**Zu erledigen:**
A. Gib den Text zur steuerlichen Entnahme beginnend mit "Eine Entnahme i.S." und weiter bis "1975, 168 m.w.N.)." erneut wieder und ersetze darin "Betriebsvermögen" durch "Geschäftsvermögen".
B. Führe den Text zur steuerlichen Entnahme über seinen letzten Satz hinaus fort.
##### Vorliegender Text
Eine Entnahme i.S. des § 4 Abs. 1 Satz 2 EStG ist nach der Rechtsprechung des Bundesfinanzhofs (BFH) gegeben, wenn ein Wirtschaftsgut aus dem betrieblichen Bereich in den privaten Bereich übergeht. Voraussetzung einer Entnahme ist grundsätzlich, daß eine Entnahmehandlung vorliegt. Dazu reicht ein schlüssiges Verhalten des Steuerpflichtigen aus, durch das die Verknüpfung mit dem Betriebsvermögen gelöst wird. In besonders gelagerten Fällen kann ein Rechtsvorgang genügen, der das Wirtschaftsgut aus dem Betriebsvermögen ausscheiden läßt (vgl. BFH-Entscheidung vom 7. Oktober 1974 GrS 1/73, BFHE 114, 189, BStBl II 1975, 168 m.w.N.).
##########
##### Auszüge der Auflistung
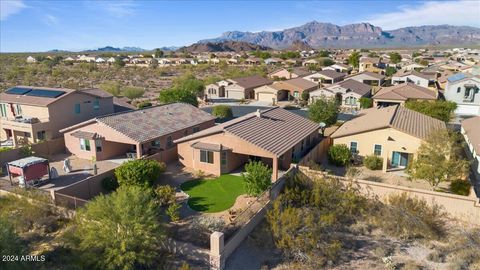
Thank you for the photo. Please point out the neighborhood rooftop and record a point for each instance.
(275, 130)
(397, 117)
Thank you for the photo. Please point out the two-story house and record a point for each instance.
(464, 89)
(31, 114)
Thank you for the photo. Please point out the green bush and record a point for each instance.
(373, 162)
(257, 178)
(109, 184)
(339, 154)
(165, 195)
(409, 217)
(460, 187)
(222, 111)
(139, 172)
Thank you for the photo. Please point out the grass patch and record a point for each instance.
(214, 195)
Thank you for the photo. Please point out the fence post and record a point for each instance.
(217, 244)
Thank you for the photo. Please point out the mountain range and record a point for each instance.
(360, 35)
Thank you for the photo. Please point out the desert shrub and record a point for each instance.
(408, 218)
(257, 177)
(460, 187)
(109, 184)
(173, 212)
(165, 195)
(339, 154)
(373, 162)
(139, 172)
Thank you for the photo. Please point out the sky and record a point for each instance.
(30, 26)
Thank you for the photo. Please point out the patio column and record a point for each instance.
(274, 169)
(139, 150)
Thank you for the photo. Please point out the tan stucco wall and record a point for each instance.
(366, 141)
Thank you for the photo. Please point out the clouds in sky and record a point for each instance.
(10, 7)
(465, 12)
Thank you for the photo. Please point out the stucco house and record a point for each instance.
(274, 136)
(394, 133)
(471, 132)
(348, 92)
(369, 78)
(242, 88)
(136, 133)
(326, 77)
(423, 79)
(464, 89)
(399, 94)
(31, 114)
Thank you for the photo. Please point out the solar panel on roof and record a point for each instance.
(18, 91)
(45, 93)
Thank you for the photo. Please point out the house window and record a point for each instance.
(354, 147)
(377, 150)
(3, 110)
(98, 145)
(224, 158)
(77, 108)
(84, 145)
(169, 142)
(206, 156)
(41, 135)
(96, 104)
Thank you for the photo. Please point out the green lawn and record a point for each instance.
(214, 195)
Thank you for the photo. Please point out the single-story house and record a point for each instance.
(274, 136)
(339, 67)
(326, 77)
(422, 79)
(136, 133)
(394, 133)
(369, 78)
(348, 92)
(399, 94)
(242, 88)
(295, 87)
(471, 132)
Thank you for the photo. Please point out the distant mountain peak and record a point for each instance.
(357, 35)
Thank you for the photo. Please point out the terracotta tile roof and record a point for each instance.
(331, 74)
(251, 81)
(405, 91)
(472, 129)
(276, 130)
(397, 117)
(152, 122)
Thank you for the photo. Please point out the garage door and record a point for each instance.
(235, 94)
(467, 110)
(267, 97)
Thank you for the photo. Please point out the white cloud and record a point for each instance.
(50, 20)
(119, 8)
(10, 7)
(463, 12)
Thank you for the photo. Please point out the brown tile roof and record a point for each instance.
(405, 91)
(356, 86)
(251, 81)
(299, 82)
(276, 131)
(152, 122)
(472, 129)
(397, 117)
(331, 74)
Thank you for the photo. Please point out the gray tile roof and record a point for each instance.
(397, 117)
(152, 122)
(276, 130)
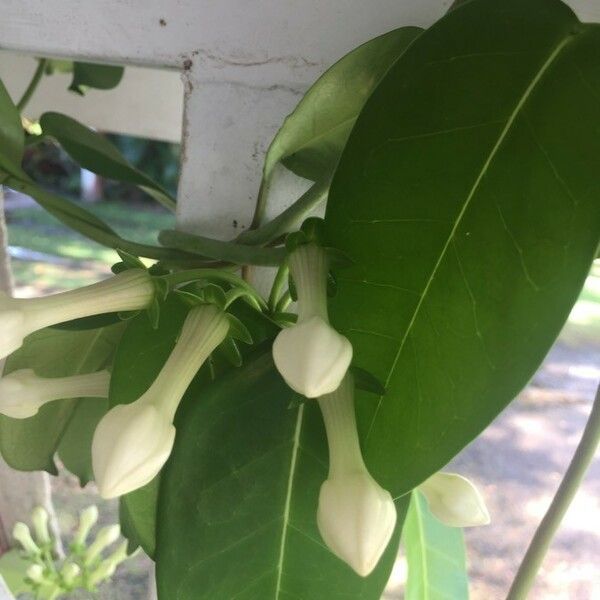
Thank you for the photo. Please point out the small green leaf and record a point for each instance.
(93, 322)
(75, 448)
(237, 330)
(131, 261)
(137, 514)
(435, 554)
(12, 138)
(90, 75)
(312, 138)
(94, 152)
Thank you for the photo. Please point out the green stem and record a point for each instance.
(182, 277)
(289, 218)
(35, 80)
(566, 492)
(239, 254)
(278, 283)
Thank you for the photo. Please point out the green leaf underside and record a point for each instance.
(311, 139)
(30, 444)
(91, 75)
(238, 499)
(94, 152)
(75, 448)
(435, 554)
(468, 198)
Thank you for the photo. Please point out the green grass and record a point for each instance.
(35, 229)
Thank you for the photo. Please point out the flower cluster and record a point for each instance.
(133, 441)
(85, 566)
(356, 517)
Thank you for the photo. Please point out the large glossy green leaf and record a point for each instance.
(311, 138)
(12, 138)
(30, 444)
(435, 554)
(468, 198)
(91, 75)
(238, 498)
(94, 152)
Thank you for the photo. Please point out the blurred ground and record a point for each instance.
(518, 461)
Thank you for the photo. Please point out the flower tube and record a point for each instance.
(22, 392)
(356, 516)
(454, 500)
(130, 290)
(133, 441)
(311, 356)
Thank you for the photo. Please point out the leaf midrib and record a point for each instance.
(288, 499)
(503, 134)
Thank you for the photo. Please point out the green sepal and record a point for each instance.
##########
**Gegebene Antworten:**
A.
Eine Entnahme i.S. des § 4 Abs. 1 Satz 2 EStG ist nach der Rechtsprechung des Bundesfinanzhofs (BFH) gegeben, wenn ein Wirtschaftsgut aus dem betrieblichen Bereich in den privaten Bereich übergeht. Voraussetzung einer Entnahme ist grundsätzlich, daß eine Entnahmehandlung vorliegt. Dazu reicht ein schlüssiges Verhalten des Steuerpflichtigen aus, durch das die Verknüpfung mit dem Geschäftsvermögen gelöst wird. In besonders gelagerten Fällen kann ein Rechtsvorgang genügen, der das Wirtschaftsgut aus dem Geschäftsvermögen ausscheiden läßt (vgl. BFH-Entscheidung vom 7. Oktober 1974 GrS 1/73, BFHE 114, 189, BStBl II 1975, 168 m.w.N.).

B.
Unstreitig gehörte das Grundstück, auf dem sich die selbstgenutzte Wohnung befand, vor seiner Aufteilung in Miteigentumsanteile zum Betriebsvermögen des klägerischen Betriebs. Nach dem Beschluß des Großen Senats des BFH vom 26. November 1973 GrS 5/71 (BFHE 111, 242, BStBl II 1974, 132) sind dann, wenn ein Gebäude teils eigenbetrieblich, teils fremdbetrieblich, teils zu Wohnzwecken durch Vermietung oder Eigengebrauch genutzt wird, die einzelnen Gebäudeteile gesondert zu behandeln, sei es als notwendiges oder gewillkürtes Betriebsvermögen, sei es als Privatvermögen. Nach Abschn. 14 Abs. 4 EStR bestand ein Wahlrecht, das von der Rechtsprechung gebilligt wurde (vgl. u.a. das BFH-Urteil vom 2. Okober 1980 IV R 42/79, BFHE 131, 497, BStBl II 1981, 63), auch die privatgenutzten Grundstücksteile, soweit diese von untergeordneter Bedeutung waren, dem (gewillkürten) Betriebsvermögen zuzuordnen. Dieses Wahlrecht bestand jedoch nur dann, wenn es sich bei dem bebauten Grundstück um ein einheitliches Wirtschaftsgut handelte (vgl. BFH-Urteil vom 18. Oktober 1989 X R 99/87, BFH/NV 1990, 424).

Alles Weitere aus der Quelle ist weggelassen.